_Texte présenté_.
————

Le dernier des cow-boys
Le soleil couchant éclaire les étendues sablonneuses de Camargue, alors que le mistral soulève un peu de cette terre encore sauvage. Chapeau vissé sur la tête, banderille sous le bras, Frédéric Bon chevauche Iberico, élancé à toute vitesse en direction du troupeau. Cette scène, tournée en 2017 par la BBC, est sensée dépeindre le quotidien du gardian, l’un des derniers de France. Ces versions provençales du cow-boy, à la frontière entre l’aventurier et l’agriculteur, sont les fiers gardiens des manades camarguaises, ces troupeaux de bêtes semi-sauvages.
Iberico se cabre dans une posture majestueuse, l’eau jaillit du sol sous les coups violents de ses puissants sabots, tandis que les taureaux courent, dans une panique générale qui n’atteint jamais Frédéric. Fier sur sa monture blanche maculée de boue, il dirige son bétail d’une main experte, serrant fermement ses cuisses, tirant d’un coup sec sur les rênes à une seule main, et ne quittant jamais des yeux son objectif : isoler l’animal élu.
Ces taureaux castrés, on les appelle ici des biòus (« bœuf » en provençal). Nerveux et rapides, ils sont conditionnés à courser les raseteurs, lors des courses camarguaises pratiquées en arènes, au cours desquelles il n’y a pas de mise à mort. Le but du jeu ? Décrocher les attributs fixés sur le haut de leur tête, sans se faire encorner. En fonction du nombre d’éléments attrapés, certains raseteurs peuvent gagner jusqu’à 500 000 euros en une saison.
C’est de son père, qui a eu ses premiers chevaux à 14 ans, que Frédéric Bon a hérité de la tradition des cow-boys à la française. Ensemble, ils gèrent une manade composée de 40 chevaux en liberté et de près de 200 taureaux semi-sauvages. Des gardians de Camargue comme eux, il n’en reste plus qu’une quarantaine dans la région, entre Sainte-Marie-de-la-Mer et Aigues-Mortes. « Lorsque je suis sur mon cheval, je pense aux gens qui travaillent en ville et je me dis que nous avons beaucoup de chance », estime Frédéric Bon.
Pour lui, les cow-boys camarguais, véritables icônes régionales, sont tout aussi uniques que les étalons qu’ils montent. « Ces chevaux, on ne les trouve qu’ici. Ils sont très adaptés à cette région, à son climat et à ce genre de vie », explique le gardian, pour qui l’animal « est le collègue le plus important ».
Si l’on est loin des attaques de trains et des interminables traversées du désert des westerns, être cow-boy des temps modernes est un métier éprouvant, qui se pratique sept jours sur sept. « Certains jours, il fait très froid et un vent fort souffle à plus de 100 km/h. Il faut alors commencer très tôt le matin pour nourrir tout le monde, car les chevaux et les taureaux, eux, n’ont pas de week-ends, ni de vacances », raconte Frédéric Bon. Un métier de passion et de traditions, qui ne s’étudie pas à l’école, mais sur le terrain. « L’apprentissage, c’est celui de la vie de la manade, le travail de tous les jours », confirme Marie-Pierre Lavergne-Albaric, adjointe au maire de St-Laurent d’Aigouze et cavalière depuis son enfance.

————

Étiquetage de la position des objets
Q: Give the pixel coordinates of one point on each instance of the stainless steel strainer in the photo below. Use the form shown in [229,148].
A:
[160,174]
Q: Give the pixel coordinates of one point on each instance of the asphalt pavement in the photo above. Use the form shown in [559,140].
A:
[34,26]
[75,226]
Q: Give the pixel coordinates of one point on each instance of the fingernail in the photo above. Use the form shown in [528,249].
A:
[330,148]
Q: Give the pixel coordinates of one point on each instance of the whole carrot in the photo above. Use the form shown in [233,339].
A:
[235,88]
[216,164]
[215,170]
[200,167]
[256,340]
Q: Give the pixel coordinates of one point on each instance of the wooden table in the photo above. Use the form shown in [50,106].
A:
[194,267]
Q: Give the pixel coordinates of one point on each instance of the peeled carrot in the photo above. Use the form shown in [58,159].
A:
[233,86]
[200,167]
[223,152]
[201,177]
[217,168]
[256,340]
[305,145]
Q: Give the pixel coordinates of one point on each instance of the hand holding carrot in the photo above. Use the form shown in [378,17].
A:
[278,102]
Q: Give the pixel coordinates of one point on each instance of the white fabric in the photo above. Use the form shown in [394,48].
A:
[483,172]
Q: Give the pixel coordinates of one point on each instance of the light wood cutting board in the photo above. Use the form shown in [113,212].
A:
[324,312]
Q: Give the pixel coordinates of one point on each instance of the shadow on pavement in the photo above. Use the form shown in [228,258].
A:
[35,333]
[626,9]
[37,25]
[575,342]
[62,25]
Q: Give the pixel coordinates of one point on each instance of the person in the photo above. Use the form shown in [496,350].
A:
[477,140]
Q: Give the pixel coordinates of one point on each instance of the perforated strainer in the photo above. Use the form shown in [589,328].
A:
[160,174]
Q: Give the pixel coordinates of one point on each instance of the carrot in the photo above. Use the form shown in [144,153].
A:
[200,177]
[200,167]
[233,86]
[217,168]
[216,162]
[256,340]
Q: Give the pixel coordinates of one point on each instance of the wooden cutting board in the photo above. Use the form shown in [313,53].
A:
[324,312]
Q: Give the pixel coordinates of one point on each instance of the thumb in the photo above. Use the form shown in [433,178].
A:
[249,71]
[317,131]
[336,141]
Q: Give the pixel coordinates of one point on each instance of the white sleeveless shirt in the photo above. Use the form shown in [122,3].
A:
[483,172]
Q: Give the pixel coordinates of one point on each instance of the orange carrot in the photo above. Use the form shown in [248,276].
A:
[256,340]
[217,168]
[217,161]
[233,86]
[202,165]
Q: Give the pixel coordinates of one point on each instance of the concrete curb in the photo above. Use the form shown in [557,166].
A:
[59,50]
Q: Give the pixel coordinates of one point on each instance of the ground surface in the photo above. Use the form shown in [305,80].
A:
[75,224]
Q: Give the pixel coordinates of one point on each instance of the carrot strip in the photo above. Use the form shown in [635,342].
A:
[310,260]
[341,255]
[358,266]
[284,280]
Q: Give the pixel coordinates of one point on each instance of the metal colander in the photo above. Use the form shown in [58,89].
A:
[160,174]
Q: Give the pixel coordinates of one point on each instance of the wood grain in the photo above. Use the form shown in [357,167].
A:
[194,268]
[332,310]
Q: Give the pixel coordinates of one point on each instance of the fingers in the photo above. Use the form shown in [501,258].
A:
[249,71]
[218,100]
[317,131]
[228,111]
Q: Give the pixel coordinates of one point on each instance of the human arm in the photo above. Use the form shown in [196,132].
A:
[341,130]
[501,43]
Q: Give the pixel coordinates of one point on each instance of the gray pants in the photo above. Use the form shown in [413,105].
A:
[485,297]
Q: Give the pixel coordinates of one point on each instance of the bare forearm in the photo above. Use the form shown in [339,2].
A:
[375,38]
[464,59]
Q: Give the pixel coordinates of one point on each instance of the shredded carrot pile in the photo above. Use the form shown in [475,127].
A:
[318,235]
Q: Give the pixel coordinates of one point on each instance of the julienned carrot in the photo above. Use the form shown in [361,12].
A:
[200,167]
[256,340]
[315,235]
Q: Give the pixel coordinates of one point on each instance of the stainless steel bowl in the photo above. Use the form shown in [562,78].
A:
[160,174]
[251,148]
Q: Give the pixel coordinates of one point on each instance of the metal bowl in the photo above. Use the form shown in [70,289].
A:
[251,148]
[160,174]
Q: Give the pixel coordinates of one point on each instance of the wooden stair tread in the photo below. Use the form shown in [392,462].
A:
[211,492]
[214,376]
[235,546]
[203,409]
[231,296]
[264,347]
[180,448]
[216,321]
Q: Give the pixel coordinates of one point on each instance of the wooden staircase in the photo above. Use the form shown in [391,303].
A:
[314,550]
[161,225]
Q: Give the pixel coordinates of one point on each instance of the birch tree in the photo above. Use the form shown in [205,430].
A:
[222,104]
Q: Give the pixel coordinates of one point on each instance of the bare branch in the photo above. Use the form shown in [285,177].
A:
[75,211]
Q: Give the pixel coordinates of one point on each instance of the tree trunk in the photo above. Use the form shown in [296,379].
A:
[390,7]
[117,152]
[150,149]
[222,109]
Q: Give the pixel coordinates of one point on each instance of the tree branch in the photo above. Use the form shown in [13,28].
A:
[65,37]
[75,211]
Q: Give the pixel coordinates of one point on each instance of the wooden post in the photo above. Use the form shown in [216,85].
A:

————

_Court exercice 1_.
Récrivez sous forme de liste le paragraphe du texte sur les gardians de Camargue qui commence par « C’est de son père », en conservant ses faits essentiels.
_Court exercice 2_.
Prolongez le texte sur les gardians de Camargue au-delà de sa dernière phrase.

_Résultat de l'exercice 1_.
- Frédéric Bon tient la tradition des cow-boys à la française de son père, qui a eu ses premiers chevaux à 14 ans.
- Tous deux gèrent une manade de 40 chevaux en liberté et de près de 200 taureaux semi-sauvages.
- Il ne reste plus qu’une quarantaine de gardians de Camargue dans la région, entre Sainte-Marie-de-la-Mer et Aigues-Mortes.
- Sur son cheval, Frédéric Bon pense aux gens qui travaillent en ville et se dit qu’il a beaucoup de chance.

_Résultat de l'exercice 2_.
Bien souvent, les gardians sont issus de familles camarguaises propriétaires d’un élevage, ou connaissent des manadiers depuis toujours. Ils ont généralement monté leurs premiers chevaux à moins de 10 ans et ont l’habitude de passer leurs temps entourés de taureaux. Par ailleurs, lorsqu’ils recrutent de nouveaux gardians, les manadiers leur réclament généralement de posséder leur propre cheval, et tout le matériel nécessaire au tri des taureaux. « C’est un métier qui est ouvert à tous, à partir du moment où on a « la fe di biou » (la passion du taureau) chevillée au corps, où l’on est disponible et où l’on ne compte pas ses heures », assure Marie-Pierre Lavergne-Albaric. D’après elle, « ce n’est pas un travail exclusivement réservé aux personnes qui vivent en Camargue, mais il faut tout de même connaître le territoire, les traditions… »
Malgré tout, rares sont donc les personnes étrangères à la Camargue qui sont parvenues à s’intégrer dans ce milieu fermé. Pourtant, il fut un temps où des scènes dignes d’Il était une fois dans l’Ouest se déroulaient dans ces contrées sauvages.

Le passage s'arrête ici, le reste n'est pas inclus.